» **TASK ITEM**:
Below are lines of data; give the number of them that contain "target", and only that.

» **ENTRIES SHOWN**:

+---+

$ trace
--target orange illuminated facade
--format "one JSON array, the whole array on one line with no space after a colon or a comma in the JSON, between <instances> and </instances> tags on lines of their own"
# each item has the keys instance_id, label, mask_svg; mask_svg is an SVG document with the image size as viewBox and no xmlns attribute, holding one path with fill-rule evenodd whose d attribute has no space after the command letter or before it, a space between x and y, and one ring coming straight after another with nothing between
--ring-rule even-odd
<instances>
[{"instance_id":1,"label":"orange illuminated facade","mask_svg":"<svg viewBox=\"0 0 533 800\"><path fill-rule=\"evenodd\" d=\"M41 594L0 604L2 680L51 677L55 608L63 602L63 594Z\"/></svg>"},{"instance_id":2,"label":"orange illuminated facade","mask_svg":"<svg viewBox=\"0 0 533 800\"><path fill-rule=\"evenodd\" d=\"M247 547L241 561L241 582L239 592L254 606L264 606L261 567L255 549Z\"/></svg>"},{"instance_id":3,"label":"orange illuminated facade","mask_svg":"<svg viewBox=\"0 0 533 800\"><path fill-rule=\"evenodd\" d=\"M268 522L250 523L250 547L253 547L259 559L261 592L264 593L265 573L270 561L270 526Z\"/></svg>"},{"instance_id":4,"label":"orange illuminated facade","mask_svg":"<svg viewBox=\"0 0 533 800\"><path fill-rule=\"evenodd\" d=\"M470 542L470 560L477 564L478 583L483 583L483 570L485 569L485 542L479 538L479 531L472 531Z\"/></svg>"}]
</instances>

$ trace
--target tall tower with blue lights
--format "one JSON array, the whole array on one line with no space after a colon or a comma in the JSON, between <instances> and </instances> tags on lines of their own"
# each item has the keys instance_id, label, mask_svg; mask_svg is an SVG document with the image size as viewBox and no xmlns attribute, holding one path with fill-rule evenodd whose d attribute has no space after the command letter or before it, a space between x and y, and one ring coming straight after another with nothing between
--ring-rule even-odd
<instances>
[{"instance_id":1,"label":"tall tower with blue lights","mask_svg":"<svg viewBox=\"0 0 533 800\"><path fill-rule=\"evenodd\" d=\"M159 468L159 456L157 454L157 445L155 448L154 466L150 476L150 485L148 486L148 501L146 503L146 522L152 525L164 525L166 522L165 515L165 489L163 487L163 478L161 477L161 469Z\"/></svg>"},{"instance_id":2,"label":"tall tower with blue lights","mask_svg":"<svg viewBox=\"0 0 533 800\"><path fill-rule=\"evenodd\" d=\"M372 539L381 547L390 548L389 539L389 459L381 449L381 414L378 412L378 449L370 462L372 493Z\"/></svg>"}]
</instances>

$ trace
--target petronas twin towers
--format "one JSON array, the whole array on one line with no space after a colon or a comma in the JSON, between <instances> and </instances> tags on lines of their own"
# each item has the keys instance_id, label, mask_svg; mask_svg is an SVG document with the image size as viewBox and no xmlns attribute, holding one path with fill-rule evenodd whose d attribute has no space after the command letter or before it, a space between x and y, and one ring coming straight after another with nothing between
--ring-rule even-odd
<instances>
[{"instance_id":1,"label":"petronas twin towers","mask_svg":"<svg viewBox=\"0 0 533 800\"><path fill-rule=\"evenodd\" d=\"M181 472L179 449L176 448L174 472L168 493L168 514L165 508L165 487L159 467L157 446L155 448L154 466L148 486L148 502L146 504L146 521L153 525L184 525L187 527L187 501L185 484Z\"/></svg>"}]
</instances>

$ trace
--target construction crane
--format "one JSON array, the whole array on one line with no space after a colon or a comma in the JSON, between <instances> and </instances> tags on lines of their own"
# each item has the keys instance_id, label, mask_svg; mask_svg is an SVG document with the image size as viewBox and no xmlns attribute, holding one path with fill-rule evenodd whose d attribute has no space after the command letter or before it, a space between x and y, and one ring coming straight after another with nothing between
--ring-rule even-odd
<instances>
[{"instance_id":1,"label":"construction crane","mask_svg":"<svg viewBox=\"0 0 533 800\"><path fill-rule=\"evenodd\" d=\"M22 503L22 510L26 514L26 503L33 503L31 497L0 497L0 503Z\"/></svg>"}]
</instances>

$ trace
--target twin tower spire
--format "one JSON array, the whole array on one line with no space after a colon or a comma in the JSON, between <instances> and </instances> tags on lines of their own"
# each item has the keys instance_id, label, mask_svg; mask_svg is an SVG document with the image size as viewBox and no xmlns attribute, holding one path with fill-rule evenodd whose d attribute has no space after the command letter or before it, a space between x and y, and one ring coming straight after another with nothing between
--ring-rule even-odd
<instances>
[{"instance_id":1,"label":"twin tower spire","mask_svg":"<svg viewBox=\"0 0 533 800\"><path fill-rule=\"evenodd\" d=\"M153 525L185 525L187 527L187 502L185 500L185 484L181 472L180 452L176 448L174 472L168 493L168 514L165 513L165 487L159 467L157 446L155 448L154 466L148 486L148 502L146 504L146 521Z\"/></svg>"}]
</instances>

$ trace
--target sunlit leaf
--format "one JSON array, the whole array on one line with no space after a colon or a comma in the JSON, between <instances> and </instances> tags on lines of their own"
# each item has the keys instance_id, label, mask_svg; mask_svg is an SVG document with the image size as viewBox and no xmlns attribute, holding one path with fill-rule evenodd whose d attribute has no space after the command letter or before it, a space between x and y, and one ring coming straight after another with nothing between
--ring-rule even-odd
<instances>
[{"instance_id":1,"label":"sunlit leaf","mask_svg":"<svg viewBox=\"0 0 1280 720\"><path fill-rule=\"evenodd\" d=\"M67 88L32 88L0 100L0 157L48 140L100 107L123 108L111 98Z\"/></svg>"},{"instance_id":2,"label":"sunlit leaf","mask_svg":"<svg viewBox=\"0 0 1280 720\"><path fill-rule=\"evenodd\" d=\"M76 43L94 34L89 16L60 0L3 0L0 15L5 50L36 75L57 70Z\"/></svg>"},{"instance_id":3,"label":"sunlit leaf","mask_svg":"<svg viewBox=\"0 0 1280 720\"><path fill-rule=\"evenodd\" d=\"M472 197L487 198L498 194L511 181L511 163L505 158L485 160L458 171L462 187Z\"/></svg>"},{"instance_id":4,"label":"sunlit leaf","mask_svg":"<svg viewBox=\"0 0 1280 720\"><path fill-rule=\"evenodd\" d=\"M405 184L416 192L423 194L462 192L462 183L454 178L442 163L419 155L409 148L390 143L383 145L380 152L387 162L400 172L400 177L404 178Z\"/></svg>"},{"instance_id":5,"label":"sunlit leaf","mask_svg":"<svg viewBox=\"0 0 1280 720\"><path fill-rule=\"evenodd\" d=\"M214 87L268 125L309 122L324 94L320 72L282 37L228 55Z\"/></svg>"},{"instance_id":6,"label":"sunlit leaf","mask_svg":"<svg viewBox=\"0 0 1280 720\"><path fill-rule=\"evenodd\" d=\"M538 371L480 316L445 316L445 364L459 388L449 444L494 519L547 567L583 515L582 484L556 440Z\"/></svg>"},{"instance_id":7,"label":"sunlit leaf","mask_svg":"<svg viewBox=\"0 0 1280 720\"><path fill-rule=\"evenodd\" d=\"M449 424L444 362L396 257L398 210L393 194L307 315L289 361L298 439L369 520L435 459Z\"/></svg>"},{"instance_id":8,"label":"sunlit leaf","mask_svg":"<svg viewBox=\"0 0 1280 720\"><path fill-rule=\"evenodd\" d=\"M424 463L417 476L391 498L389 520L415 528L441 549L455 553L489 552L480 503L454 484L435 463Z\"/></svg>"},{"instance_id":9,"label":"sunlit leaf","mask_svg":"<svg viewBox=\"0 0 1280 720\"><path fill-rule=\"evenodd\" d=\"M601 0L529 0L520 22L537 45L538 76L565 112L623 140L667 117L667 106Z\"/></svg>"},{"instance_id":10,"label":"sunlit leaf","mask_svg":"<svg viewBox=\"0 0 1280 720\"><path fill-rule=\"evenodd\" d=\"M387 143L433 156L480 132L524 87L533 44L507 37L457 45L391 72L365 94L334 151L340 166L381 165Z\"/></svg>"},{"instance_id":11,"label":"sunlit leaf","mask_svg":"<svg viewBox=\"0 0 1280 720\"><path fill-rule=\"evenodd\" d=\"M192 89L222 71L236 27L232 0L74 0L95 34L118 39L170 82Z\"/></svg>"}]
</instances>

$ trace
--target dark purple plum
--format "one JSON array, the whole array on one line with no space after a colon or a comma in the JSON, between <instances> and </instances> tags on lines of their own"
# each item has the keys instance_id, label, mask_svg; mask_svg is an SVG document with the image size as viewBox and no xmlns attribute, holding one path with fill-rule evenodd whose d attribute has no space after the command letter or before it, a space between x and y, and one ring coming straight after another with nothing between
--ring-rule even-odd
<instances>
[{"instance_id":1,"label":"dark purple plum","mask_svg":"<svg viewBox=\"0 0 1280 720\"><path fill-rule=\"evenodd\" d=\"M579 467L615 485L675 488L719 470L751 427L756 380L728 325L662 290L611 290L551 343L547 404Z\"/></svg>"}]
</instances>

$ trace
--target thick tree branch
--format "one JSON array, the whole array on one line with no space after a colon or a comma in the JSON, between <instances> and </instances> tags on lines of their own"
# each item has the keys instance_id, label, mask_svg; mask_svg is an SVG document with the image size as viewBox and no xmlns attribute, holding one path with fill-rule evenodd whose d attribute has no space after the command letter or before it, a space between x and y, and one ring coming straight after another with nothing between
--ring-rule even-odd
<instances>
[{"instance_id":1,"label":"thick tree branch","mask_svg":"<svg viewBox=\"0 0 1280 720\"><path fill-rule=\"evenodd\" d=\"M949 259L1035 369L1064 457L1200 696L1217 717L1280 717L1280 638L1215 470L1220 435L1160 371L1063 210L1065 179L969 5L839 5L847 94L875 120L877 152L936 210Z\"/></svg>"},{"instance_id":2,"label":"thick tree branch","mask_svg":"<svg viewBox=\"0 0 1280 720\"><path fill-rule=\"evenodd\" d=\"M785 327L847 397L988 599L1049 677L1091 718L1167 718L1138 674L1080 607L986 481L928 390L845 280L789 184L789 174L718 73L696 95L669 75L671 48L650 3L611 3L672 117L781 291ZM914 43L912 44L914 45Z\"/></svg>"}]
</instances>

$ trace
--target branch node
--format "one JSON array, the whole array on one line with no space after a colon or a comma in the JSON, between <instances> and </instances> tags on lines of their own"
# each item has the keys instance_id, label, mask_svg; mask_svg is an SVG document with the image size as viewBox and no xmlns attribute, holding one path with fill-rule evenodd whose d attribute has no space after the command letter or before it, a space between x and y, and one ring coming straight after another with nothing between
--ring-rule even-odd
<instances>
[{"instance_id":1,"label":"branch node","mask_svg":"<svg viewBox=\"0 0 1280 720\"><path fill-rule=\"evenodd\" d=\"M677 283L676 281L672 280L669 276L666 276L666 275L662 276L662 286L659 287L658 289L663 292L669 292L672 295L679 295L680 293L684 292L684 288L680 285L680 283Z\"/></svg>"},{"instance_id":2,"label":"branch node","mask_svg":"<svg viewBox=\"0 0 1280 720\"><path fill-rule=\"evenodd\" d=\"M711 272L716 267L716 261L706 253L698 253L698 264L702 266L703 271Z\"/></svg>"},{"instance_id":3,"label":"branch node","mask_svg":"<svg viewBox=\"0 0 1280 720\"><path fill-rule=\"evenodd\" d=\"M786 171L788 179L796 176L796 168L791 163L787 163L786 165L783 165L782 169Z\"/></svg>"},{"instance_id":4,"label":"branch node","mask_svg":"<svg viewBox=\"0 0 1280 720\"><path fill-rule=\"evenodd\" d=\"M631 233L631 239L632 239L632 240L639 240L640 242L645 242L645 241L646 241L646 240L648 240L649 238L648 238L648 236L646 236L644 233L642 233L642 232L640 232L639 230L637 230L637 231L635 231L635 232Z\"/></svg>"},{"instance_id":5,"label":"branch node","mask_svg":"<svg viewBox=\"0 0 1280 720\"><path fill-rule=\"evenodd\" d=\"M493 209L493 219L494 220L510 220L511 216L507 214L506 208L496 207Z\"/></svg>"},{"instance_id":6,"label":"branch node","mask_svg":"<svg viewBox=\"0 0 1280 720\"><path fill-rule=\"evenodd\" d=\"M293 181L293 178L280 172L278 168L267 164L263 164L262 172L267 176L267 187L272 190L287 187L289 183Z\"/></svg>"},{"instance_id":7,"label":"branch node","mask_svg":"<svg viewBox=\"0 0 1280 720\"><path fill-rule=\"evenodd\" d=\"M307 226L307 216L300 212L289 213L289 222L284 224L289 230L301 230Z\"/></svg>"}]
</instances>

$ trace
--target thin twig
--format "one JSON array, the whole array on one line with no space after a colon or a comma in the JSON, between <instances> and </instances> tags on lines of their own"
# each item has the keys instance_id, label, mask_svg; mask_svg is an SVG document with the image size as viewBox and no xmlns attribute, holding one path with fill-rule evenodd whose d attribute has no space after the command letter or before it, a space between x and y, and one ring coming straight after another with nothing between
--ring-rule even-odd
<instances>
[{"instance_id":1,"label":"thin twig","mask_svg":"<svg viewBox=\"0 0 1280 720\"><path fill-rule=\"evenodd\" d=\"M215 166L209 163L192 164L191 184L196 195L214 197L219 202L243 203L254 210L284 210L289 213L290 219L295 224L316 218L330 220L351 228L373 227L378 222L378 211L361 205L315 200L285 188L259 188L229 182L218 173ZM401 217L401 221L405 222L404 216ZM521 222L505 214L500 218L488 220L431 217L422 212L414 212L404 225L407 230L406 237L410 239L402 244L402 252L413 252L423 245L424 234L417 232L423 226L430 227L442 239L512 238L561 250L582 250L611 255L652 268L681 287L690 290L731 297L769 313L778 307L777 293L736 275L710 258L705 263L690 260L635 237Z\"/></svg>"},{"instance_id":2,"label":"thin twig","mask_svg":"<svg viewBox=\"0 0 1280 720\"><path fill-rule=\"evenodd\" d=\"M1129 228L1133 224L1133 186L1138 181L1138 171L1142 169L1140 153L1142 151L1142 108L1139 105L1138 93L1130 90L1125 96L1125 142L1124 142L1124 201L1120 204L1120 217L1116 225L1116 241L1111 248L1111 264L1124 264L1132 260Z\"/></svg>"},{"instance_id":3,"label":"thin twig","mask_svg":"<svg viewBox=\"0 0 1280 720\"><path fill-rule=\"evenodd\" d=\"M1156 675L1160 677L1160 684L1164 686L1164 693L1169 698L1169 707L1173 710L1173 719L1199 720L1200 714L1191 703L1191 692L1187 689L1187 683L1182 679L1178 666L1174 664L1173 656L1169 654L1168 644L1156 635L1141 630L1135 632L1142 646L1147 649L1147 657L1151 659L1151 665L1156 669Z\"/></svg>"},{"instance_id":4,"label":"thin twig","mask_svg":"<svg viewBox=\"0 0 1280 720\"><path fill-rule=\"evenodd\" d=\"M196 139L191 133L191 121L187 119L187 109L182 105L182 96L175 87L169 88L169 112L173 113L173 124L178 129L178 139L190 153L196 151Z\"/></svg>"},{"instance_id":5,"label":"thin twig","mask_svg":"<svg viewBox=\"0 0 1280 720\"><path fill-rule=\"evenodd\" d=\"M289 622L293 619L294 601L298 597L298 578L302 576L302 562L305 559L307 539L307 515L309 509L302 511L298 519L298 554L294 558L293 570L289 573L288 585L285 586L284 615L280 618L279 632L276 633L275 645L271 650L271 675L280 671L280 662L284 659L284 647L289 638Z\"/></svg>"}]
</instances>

+---+

» **SOLUTION FOR THIS TASK**:
10